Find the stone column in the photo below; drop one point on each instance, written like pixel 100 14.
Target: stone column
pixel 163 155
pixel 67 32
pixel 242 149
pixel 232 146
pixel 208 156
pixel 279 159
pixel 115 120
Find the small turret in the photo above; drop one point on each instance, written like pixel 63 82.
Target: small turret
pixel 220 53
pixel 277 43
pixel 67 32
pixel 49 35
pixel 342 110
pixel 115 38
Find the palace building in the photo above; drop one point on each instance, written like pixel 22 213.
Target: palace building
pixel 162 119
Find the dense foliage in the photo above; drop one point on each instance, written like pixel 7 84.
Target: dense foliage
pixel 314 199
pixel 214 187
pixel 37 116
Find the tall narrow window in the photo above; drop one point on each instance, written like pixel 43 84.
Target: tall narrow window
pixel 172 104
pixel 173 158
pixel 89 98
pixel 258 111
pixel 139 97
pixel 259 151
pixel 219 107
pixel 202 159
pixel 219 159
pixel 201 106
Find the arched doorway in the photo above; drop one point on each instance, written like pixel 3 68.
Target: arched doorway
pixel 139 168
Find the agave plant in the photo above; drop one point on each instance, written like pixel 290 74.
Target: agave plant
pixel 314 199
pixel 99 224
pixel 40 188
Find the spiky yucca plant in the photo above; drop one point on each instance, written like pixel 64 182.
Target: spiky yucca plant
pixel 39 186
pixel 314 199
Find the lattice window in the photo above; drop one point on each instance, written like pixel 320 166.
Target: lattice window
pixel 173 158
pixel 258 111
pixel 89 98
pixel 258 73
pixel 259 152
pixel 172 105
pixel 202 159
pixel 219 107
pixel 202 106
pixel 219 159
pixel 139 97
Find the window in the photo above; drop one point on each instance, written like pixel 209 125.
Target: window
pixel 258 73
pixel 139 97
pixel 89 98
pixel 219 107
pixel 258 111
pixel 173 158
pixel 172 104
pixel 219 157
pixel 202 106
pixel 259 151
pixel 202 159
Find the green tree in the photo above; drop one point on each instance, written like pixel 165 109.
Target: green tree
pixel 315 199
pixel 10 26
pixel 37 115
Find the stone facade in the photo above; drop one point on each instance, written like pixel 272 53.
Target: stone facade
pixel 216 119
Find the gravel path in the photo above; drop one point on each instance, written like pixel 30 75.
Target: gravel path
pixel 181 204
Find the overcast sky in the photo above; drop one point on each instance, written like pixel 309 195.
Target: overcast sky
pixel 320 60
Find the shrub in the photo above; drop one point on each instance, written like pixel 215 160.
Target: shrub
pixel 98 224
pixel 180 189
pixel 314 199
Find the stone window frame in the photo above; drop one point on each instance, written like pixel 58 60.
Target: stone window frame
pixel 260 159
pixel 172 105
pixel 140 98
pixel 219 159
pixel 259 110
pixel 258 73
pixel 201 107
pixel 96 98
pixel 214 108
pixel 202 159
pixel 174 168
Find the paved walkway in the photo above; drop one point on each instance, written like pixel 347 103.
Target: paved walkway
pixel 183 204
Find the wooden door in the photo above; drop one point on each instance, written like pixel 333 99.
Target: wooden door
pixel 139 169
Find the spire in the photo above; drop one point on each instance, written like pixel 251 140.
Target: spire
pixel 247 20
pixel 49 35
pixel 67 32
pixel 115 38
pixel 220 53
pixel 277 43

_Work item_
Above this instruction are the records; retype exactly the lines from the one containing "Find the dense" up to and including the one containing "Find the agave".

_Response area_
Find the dense foliage in the photo above; drop one point on each instance, written like pixel 7 84.
Target: dense foliage
pixel 314 199
pixel 214 187
pixel 37 116
Find the tall narrow window in the photo above; drop one point on each instance, written like pixel 43 84.
Target: tall narrow window
pixel 172 104
pixel 173 158
pixel 89 98
pixel 258 111
pixel 139 97
pixel 259 151
pixel 219 107
pixel 202 159
pixel 219 159
pixel 201 106
Find the arched doorway in the photo above; drop one point on each instance, written like pixel 3 68.
Target: arched doorway
pixel 139 168
Find the agave plant in the photo above; drop one point on each instance, written like pixel 290 74.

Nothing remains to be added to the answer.